But while seeking to expand the dialogue beyond just climate issues (link in Chinese), Yang tempered it with a rebuke, saying that “for some time China-U.S. relations have faced severe difficulties due to a series of erroneous acts by the United States to interfere in China's internal affairs and undermine China's interests.”

“China is strongly opposed to and even more resolute in countering such practices,” he said.

On Wednesday, Chinese Foreign Minister Wang Yi preceded Yang’s comments with a warning to Kerry, saying essentially that refusing to play ball on talks about other issues related to the overall relationship could jeopardize bilateral climate change cooperation.

“The U.S. side wants the climate change cooperation to be an ‘oasis’ of China-U.S. relations. However, if the oasis is all surrounded by deserts, then sooner or later, the ‘oasis" will be desertified,” Wang said according to Xinhua.

“China-U.S. cooperation on climate change cannot be divorced from the overall situation of China-U.S. relations,” he said.

Wang added that the Biden administration should “attach importance to and actively respond to Beijing’s so-called ‘two lists’ and ‘three bottom lines,’ which include the U.S. treading lightly on matters related to Taiwan, Hong Kong and the South China Sea, respecting China’s sovereignty and security, and stop interfering in its internal affairs while taking concrete steps to improve bilateral ties.

Having made his plea to stay away from politics, Kerry remained largely on script during his trip, highlighting the “importance of U.S.-China cooperation to reduce global emissions and raise global climate ambition,” during his meeting with Yang, according to a State Department spokesperson.

Kerry “underscored there is no way for the world to solve the climate crisis without the full engagement and commitment of the PRC,” according to the spokesman.

On that core topic, China and the U.S., the world’s two largest carbon emitters, have plenty to talk about. On that front, China has pledged to peak its carbon emission before 2030 and then reach a net-zero emission level by 2060, while Biden has doubled the U.S. commitment to reduce greenhouse gas emissions by up to 52%.

Kerry left China on an upbeat note, with China’s Ministry of Environment and Ecology saying in a Friday statement that the two sides would continue bilateral talks on climate change to facilitate the success of global talks in Glasgow in November.

§ Tasks:
(A) In the article on U.S.-China climate talks, by what year has China pledged to reach a net-zero emission level?
(B) Repeat word for word the stretch of the article on U.S.-China climate talks from "On that core" through "by up to 52%.".

§ Entries provided:

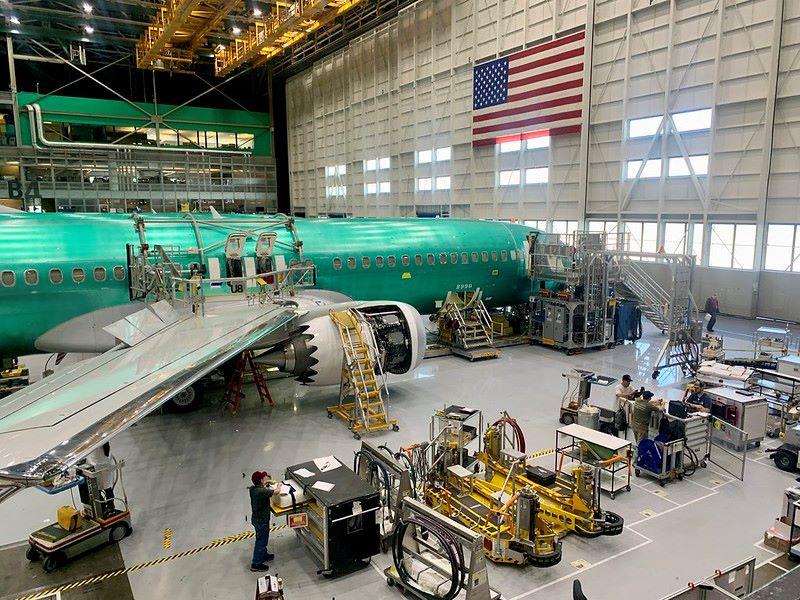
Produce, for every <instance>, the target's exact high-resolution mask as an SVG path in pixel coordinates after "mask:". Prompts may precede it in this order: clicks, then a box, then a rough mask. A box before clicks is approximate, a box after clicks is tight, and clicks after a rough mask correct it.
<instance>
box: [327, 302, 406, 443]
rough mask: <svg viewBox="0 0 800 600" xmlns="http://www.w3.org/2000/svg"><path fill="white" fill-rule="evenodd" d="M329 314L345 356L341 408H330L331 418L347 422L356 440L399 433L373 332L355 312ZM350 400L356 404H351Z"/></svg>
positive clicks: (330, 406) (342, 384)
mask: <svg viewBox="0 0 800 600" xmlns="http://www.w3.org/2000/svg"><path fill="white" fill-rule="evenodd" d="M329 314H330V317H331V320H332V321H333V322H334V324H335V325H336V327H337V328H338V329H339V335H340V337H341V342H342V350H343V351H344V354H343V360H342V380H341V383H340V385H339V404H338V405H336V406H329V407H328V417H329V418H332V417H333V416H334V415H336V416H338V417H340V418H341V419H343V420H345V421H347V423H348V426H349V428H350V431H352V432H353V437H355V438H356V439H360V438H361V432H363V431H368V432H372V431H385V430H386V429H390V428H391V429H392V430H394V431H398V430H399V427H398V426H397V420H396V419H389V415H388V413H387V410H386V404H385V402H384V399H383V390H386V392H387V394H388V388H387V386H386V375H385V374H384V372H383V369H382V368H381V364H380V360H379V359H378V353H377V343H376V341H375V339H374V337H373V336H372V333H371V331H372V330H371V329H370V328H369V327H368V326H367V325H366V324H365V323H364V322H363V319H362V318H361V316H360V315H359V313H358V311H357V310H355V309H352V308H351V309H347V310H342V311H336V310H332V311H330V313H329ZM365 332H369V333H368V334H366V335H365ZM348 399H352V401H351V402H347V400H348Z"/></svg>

* * *

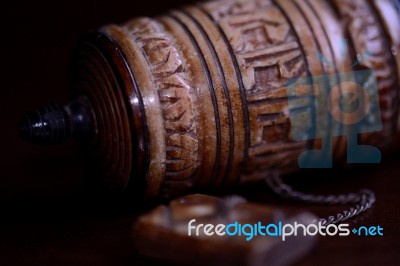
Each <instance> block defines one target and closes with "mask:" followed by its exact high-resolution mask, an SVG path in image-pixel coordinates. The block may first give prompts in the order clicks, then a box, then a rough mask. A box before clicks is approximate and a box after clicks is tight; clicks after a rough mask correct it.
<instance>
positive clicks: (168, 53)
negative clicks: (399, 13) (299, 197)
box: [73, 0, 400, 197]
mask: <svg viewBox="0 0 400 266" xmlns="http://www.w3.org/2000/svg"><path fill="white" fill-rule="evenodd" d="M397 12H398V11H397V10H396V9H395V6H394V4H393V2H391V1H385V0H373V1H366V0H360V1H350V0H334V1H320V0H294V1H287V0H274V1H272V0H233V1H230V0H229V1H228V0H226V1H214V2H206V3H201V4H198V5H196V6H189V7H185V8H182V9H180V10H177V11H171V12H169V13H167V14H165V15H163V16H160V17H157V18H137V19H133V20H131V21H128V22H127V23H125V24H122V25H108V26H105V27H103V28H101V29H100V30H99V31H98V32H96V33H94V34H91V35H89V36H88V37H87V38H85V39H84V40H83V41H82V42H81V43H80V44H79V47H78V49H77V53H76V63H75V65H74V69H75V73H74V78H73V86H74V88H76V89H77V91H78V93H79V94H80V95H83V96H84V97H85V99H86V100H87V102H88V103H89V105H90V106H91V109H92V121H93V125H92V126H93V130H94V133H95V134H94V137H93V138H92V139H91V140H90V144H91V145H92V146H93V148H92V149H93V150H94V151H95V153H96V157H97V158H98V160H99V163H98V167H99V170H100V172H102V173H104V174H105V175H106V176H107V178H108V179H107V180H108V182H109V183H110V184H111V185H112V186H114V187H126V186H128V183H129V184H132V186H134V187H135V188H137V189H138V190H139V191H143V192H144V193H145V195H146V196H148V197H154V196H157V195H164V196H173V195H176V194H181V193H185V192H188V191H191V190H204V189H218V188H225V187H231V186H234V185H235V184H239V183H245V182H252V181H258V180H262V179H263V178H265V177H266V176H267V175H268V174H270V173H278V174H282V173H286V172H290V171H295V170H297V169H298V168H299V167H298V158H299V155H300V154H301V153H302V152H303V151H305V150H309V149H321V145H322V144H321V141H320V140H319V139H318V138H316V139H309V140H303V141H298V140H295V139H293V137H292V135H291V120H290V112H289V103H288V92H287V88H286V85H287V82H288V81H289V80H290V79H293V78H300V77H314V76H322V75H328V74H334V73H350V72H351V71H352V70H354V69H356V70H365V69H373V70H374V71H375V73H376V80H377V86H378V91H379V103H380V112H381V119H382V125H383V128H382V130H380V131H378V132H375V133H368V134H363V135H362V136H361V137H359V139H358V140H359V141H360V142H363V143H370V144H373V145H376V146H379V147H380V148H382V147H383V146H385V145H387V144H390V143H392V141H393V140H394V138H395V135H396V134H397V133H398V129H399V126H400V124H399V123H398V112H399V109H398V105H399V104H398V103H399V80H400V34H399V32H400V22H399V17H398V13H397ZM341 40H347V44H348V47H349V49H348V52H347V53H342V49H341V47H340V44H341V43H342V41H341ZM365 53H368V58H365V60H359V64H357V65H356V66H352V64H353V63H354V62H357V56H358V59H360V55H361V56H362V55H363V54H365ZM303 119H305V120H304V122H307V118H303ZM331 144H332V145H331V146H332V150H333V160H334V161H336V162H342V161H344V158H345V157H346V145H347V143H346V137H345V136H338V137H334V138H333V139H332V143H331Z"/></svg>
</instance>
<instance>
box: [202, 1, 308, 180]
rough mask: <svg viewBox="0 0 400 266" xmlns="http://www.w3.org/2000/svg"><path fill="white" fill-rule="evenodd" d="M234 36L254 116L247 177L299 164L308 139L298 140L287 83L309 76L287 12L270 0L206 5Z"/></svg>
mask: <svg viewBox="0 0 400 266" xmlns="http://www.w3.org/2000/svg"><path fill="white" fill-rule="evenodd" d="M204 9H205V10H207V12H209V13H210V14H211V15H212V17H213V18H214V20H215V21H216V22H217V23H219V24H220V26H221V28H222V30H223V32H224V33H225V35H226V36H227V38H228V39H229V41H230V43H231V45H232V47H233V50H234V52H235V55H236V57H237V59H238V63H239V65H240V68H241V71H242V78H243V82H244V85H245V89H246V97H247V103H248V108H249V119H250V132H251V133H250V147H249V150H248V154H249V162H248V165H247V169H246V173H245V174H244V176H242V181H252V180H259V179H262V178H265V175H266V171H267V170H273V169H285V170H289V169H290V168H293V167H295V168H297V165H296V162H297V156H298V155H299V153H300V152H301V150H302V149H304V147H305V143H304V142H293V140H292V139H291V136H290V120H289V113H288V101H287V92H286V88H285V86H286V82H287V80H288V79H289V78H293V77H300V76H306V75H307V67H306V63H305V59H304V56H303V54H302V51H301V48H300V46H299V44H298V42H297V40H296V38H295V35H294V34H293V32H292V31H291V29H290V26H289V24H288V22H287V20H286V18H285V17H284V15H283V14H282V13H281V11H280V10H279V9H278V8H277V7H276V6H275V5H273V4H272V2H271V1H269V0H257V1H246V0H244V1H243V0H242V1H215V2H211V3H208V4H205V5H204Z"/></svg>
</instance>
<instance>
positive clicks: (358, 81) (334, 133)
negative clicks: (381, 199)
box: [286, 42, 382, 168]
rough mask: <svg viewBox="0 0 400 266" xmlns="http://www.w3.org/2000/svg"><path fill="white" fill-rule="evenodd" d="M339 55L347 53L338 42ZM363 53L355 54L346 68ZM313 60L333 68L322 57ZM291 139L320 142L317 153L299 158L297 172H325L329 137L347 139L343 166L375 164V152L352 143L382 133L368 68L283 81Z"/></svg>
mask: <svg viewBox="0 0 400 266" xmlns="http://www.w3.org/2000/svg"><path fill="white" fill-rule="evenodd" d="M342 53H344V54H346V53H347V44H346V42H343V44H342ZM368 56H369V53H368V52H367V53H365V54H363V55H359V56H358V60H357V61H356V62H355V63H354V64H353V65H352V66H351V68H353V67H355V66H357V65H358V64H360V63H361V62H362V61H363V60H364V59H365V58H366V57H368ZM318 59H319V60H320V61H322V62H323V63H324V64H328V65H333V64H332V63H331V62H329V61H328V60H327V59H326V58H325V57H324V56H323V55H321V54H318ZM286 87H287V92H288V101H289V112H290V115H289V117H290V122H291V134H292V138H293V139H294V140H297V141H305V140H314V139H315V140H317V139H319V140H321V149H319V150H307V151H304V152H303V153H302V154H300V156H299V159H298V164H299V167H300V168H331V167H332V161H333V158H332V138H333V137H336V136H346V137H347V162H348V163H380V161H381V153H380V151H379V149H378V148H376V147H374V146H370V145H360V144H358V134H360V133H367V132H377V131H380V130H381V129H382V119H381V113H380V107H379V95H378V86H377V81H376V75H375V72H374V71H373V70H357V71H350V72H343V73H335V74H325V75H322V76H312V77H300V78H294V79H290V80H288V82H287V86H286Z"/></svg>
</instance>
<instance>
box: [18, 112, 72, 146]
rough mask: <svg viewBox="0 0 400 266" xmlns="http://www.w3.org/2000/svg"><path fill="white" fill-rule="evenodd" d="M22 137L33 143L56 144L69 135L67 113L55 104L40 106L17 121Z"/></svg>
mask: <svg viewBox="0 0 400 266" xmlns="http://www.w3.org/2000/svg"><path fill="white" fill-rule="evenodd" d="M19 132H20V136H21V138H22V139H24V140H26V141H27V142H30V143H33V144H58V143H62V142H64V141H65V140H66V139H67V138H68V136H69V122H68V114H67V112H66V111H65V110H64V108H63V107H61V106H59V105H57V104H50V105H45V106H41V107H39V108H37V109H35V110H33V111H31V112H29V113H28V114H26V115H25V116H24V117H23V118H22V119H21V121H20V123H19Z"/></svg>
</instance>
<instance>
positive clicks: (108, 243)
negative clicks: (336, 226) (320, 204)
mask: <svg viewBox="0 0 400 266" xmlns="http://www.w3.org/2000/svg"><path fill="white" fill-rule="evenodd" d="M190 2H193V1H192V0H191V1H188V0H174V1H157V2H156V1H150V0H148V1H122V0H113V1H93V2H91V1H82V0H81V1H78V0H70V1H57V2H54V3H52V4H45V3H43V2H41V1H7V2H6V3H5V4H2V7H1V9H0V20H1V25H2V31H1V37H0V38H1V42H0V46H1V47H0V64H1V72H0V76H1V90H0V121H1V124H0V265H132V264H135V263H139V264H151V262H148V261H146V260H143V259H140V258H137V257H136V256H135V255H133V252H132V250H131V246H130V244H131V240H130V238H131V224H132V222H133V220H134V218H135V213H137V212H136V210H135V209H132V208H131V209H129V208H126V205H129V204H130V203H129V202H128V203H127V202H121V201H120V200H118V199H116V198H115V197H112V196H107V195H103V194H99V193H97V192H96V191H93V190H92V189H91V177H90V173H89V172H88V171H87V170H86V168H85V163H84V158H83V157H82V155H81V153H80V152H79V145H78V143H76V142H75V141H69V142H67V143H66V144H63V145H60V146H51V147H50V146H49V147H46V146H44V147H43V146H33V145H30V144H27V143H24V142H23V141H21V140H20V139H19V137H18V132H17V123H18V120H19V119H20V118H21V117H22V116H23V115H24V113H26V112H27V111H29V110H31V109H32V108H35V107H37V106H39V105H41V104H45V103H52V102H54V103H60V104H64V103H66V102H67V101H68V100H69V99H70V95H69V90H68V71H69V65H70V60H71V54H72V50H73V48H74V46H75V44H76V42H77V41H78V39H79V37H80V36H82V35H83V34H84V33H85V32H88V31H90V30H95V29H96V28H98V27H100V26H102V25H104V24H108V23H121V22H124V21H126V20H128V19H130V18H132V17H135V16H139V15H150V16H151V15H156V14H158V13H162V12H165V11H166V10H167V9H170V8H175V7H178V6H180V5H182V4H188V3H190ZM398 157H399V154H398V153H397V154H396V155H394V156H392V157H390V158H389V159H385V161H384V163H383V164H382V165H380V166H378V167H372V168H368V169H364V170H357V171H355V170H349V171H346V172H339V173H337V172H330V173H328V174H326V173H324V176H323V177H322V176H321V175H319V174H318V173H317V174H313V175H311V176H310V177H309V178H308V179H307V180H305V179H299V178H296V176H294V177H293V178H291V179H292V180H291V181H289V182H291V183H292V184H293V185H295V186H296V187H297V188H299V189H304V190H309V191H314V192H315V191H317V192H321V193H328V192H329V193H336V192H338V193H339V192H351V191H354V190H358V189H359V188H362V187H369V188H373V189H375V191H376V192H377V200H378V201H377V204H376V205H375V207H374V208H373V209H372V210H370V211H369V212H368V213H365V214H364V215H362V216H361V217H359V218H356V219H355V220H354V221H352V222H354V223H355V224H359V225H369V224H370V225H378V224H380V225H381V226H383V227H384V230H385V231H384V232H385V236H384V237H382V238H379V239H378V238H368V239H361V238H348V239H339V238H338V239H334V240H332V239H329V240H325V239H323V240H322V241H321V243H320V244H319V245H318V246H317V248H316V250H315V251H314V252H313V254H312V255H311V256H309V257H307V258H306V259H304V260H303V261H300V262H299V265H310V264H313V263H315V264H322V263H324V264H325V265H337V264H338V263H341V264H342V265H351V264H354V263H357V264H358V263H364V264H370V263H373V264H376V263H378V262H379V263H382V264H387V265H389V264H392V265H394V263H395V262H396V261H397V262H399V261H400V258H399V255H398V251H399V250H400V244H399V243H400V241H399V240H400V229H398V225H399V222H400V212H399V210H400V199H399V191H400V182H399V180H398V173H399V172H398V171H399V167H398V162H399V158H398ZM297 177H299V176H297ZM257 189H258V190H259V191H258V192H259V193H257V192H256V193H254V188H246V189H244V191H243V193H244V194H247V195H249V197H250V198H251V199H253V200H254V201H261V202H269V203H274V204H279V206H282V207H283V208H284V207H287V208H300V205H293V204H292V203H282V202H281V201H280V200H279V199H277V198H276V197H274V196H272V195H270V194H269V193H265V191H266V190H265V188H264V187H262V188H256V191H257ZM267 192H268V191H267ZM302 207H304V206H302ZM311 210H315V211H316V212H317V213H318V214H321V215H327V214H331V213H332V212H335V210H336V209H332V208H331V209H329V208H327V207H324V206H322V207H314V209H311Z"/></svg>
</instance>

§ Per-task outputs:
(A) 2060

(B)
On that core topic, China and the U.S., the world’s two largest carbon emitters, have plenty to talk about. On that front, China has pledged to peak its carbon emission before 2030 and then reach a net-zero emission level by 2060, while Biden has doubled the U.S. commitment to reduce greenhouse gas emissions by up to 52%.